◆ ASSIGNED TASK: Find every line in the records below that holds the word "head", and copy each one.
═══ GIVEN ENTRIES
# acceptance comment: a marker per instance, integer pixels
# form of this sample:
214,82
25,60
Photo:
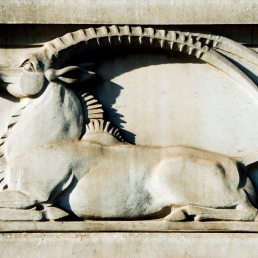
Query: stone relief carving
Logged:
60,157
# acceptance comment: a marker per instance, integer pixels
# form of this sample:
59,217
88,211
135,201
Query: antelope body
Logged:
51,161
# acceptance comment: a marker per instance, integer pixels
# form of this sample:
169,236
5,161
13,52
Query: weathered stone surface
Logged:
199,245
58,148
129,12
127,226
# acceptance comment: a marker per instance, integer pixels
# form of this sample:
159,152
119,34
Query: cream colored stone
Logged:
58,149
129,12
127,244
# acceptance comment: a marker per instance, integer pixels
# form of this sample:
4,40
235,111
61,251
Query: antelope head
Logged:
30,77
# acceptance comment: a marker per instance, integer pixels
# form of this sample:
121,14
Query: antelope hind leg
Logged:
201,213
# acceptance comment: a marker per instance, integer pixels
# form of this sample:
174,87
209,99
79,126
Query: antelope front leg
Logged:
14,199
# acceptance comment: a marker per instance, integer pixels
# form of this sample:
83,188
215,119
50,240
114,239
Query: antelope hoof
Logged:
176,215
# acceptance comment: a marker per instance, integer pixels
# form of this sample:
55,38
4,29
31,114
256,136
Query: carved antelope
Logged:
97,176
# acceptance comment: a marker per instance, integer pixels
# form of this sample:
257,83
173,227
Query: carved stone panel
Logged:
130,122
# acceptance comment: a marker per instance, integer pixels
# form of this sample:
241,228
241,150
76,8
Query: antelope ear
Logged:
70,74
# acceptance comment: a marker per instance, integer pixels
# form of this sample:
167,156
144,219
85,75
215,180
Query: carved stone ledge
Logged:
128,226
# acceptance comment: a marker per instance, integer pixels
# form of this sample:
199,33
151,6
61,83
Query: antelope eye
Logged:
28,66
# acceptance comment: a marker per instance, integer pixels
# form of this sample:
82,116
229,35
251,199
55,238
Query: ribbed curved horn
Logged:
58,51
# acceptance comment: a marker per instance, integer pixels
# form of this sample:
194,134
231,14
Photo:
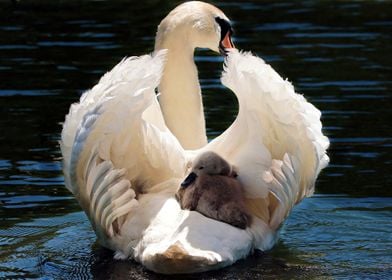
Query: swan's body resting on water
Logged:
125,154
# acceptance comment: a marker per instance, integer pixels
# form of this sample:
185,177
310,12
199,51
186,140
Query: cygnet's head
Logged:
195,24
208,163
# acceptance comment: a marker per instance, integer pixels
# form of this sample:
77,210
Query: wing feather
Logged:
276,141
115,144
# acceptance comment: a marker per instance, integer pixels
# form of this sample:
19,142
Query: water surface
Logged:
337,53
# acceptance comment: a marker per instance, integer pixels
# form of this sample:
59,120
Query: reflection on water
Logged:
336,53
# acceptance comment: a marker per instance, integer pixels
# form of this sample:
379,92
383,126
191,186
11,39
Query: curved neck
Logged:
180,98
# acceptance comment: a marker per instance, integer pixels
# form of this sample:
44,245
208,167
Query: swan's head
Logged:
196,25
209,163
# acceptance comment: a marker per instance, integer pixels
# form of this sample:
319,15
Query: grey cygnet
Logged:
212,189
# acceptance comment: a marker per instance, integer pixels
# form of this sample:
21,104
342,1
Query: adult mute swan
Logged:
125,154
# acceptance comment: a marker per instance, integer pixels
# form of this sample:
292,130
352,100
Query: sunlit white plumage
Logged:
124,165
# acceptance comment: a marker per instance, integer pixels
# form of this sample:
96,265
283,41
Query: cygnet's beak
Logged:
189,180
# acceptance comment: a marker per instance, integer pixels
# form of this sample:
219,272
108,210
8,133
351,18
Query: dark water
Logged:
337,53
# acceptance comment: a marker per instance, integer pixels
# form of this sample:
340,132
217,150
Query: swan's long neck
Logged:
180,98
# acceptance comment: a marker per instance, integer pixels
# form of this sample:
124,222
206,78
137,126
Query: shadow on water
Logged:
337,53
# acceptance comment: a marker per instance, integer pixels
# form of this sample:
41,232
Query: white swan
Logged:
123,163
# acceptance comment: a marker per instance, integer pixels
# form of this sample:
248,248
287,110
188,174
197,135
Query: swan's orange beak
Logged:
226,43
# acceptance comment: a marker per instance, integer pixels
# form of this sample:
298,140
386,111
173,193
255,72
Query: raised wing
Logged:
276,141
116,146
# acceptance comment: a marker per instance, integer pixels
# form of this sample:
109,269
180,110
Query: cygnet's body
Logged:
212,189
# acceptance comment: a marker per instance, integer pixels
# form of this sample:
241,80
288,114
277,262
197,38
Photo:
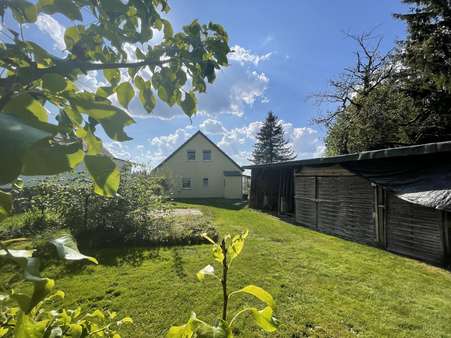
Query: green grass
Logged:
324,286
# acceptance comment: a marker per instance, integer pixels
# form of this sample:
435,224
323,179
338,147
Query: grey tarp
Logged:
423,180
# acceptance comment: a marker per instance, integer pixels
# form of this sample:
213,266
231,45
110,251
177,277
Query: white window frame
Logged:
204,152
187,155
187,179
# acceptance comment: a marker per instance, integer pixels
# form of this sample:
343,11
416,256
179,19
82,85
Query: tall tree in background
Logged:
374,108
271,145
370,108
426,59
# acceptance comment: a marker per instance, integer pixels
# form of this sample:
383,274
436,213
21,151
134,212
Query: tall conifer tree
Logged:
271,145
426,57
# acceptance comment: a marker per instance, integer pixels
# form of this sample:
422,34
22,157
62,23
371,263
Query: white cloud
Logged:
53,28
90,82
244,56
307,142
212,127
236,142
236,87
162,146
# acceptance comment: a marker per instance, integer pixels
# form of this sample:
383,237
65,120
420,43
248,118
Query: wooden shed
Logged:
397,199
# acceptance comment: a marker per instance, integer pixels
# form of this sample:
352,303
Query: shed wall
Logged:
336,202
415,231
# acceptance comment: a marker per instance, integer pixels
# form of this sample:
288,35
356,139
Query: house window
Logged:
191,155
206,155
186,183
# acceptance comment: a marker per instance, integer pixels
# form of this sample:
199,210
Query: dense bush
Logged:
132,216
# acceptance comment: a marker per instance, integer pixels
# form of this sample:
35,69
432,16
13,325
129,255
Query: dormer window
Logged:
206,155
191,155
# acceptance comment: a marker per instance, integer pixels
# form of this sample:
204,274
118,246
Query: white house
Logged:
200,169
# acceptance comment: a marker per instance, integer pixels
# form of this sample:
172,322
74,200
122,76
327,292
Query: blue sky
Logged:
284,51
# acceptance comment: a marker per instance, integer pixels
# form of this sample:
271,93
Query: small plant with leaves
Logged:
224,253
39,314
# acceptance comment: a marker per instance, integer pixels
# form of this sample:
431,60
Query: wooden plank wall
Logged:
346,208
305,197
415,231
332,200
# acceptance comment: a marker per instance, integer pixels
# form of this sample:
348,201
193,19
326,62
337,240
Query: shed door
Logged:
232,187
305,196
414,231
346,208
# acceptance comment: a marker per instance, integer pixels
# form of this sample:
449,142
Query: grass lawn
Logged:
324,286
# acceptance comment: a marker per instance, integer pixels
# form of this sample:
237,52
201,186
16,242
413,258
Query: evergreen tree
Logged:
272,145
426,55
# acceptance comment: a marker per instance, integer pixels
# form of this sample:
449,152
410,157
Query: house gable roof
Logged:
191,138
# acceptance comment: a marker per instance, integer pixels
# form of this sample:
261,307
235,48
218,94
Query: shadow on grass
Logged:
134,256
216,203
178,266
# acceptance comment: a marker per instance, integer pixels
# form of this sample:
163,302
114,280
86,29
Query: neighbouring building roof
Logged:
232,173
188,140
421,149
419,174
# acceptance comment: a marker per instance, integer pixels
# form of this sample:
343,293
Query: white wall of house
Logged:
198,169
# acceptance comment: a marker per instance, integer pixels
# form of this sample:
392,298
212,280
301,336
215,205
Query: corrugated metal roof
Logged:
415,150
232,173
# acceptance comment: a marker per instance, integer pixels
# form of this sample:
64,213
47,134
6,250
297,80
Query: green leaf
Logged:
260,293
16,253
183,331
218,255
208,270
53,82
26,107
112,75
125,321
24,11
264,319
168,31
139,82
93,143
73,115
22,300
105,174
16,137
189,104
104,91
26,327
67,249
216,249
125,93
147,99
6,204
45,158
75,330
72,36
100,110
237,244
114,126
208,331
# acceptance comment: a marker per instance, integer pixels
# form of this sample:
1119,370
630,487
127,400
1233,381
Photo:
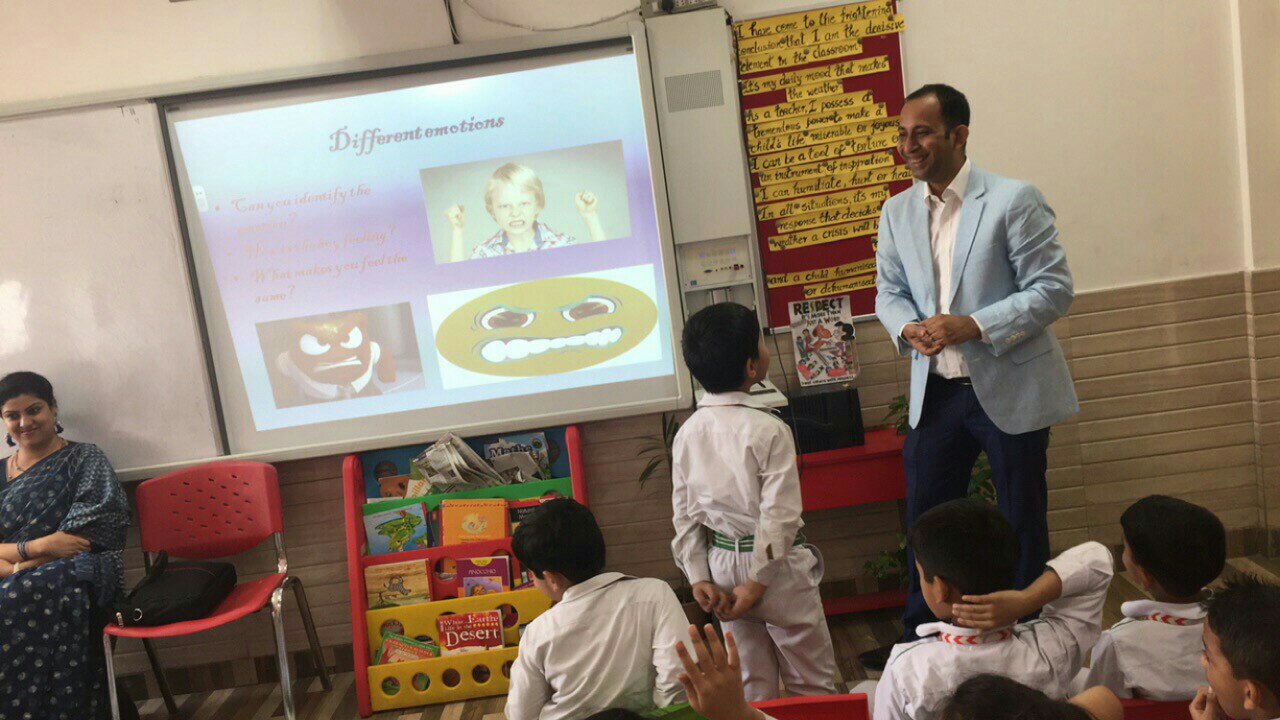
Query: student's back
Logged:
967,548
608,641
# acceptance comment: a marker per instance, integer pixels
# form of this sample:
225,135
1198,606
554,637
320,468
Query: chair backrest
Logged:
822,707
210,510
1152,710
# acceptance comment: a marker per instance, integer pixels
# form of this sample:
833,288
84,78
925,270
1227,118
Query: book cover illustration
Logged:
823,335
472,520
533,443
397,583
471,632
483,575
400,648
398,531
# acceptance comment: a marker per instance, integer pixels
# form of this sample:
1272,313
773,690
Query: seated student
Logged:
967,556
1242,654
995,697
1173,548
713,682
607,642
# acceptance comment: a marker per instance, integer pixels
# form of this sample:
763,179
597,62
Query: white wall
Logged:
1258,49
1123,113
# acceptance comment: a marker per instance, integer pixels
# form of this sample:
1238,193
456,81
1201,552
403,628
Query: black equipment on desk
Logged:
824,420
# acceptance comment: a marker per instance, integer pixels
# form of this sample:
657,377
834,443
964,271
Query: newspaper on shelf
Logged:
451,465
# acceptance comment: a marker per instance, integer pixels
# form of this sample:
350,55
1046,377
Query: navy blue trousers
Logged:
938,458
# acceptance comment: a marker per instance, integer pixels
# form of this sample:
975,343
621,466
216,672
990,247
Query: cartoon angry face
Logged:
547,327
332,350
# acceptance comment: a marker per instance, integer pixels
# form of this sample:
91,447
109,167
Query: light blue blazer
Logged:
1009,273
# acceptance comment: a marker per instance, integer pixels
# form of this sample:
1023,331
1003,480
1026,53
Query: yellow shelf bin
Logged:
449,678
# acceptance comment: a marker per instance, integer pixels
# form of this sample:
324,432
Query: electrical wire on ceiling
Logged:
453,27
494,19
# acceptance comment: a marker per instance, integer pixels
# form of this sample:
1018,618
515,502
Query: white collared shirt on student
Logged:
741,460
609,642
1152,654
1043,654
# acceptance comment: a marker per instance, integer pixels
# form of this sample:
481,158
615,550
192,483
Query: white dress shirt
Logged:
944,223
1043,654
735,472
609,642
1152,654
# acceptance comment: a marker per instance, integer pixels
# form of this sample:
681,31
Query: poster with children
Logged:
822,332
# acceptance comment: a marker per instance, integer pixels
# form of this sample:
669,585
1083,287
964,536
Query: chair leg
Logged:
282,652
309,623
160,680
110,678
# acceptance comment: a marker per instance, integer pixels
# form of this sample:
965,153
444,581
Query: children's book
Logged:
472,632
520,509
397,531
397,583
472,520
822,331
533,443
398,648
483,575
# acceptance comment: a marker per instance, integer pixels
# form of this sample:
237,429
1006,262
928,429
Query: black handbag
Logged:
176,592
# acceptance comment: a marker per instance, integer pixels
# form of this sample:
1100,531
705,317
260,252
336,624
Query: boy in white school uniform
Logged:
1173,548
967,556
608,642
736,509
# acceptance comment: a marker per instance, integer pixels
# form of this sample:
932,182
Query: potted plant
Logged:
890,565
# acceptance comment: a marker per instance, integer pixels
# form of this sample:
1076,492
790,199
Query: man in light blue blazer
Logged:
969,278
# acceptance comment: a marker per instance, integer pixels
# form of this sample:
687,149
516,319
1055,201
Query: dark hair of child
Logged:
717,341
1183,546
969,543
561,536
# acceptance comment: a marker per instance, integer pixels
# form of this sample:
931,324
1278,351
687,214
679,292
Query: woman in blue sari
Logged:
63,518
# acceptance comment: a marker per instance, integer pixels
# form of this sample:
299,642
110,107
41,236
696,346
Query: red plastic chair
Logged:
211,511
1152,710
817,707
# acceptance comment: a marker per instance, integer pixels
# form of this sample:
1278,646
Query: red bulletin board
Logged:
821,139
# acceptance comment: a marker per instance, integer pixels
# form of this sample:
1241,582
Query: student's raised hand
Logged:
743,598
457,215
709,597
713,682
586,203
1205,706
991,611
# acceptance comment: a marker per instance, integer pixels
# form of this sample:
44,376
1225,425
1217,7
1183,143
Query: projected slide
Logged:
432,246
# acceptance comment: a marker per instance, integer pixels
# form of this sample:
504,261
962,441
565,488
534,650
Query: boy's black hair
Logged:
24,382
996,697
718,340
954,106
561,536
1244,615
1182,545
969,543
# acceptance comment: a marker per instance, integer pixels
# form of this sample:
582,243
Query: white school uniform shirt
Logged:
1152,654
735,472
1043,654
609,642
944,224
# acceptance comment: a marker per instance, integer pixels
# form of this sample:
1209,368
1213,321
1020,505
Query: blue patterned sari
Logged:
51,618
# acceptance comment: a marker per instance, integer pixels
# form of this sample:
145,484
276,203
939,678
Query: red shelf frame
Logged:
850,477
353,501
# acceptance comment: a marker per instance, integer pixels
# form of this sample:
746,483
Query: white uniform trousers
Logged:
785,636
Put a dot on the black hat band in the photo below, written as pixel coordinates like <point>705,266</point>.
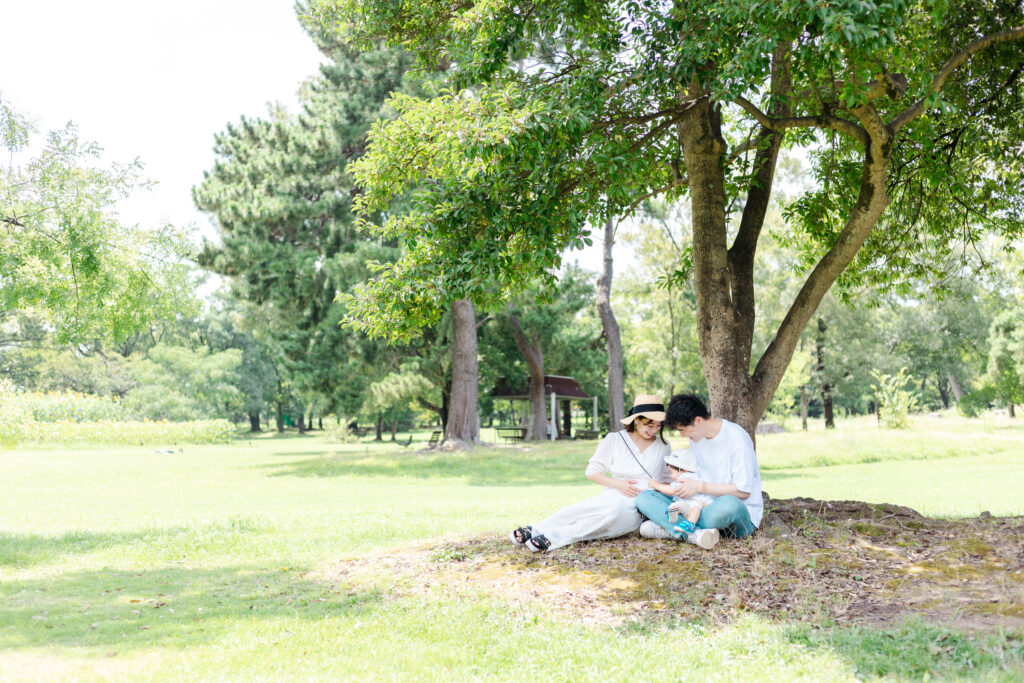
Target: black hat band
<point>647,408</point>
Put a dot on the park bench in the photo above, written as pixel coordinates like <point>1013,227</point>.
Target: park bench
<point>511,434</point>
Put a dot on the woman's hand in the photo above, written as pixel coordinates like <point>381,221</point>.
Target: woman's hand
<point>627,488</point>
<point>689,487</point>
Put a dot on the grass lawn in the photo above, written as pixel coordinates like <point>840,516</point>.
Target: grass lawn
<point>222,562</point>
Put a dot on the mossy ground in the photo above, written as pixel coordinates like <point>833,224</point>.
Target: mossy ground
<point>841,562</point>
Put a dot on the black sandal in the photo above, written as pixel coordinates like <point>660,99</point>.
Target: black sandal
<point>521,535</point>
<point>538,543</point>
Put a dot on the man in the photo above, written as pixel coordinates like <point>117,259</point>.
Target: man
<point>727,469</point>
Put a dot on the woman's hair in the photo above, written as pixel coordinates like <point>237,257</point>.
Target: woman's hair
<point>632,427</point>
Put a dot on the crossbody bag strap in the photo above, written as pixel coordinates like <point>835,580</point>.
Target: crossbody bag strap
<point>629,446</point>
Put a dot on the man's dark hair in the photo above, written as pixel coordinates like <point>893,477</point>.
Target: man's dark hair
<point>683,410</point>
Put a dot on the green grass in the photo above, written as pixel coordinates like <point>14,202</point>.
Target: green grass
<point>216,562</point>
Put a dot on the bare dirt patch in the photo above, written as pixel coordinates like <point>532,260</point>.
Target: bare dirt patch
<point>811,560</point>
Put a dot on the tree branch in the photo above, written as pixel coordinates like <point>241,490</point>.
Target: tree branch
<point>912,112</point>
<point>820,121</point>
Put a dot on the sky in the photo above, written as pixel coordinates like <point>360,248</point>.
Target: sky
<point>154,81</point>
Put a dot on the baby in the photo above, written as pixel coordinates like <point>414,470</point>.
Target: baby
<point>682,465</point>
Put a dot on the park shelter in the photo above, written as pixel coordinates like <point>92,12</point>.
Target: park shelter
<point>559,392</point>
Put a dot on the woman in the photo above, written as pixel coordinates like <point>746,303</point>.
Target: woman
<point>624,462</point>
══════
◆ OUTPUT FOR THIS EXERCISE:
Query: antelope head
Query: cygnet's head
Query: swan's head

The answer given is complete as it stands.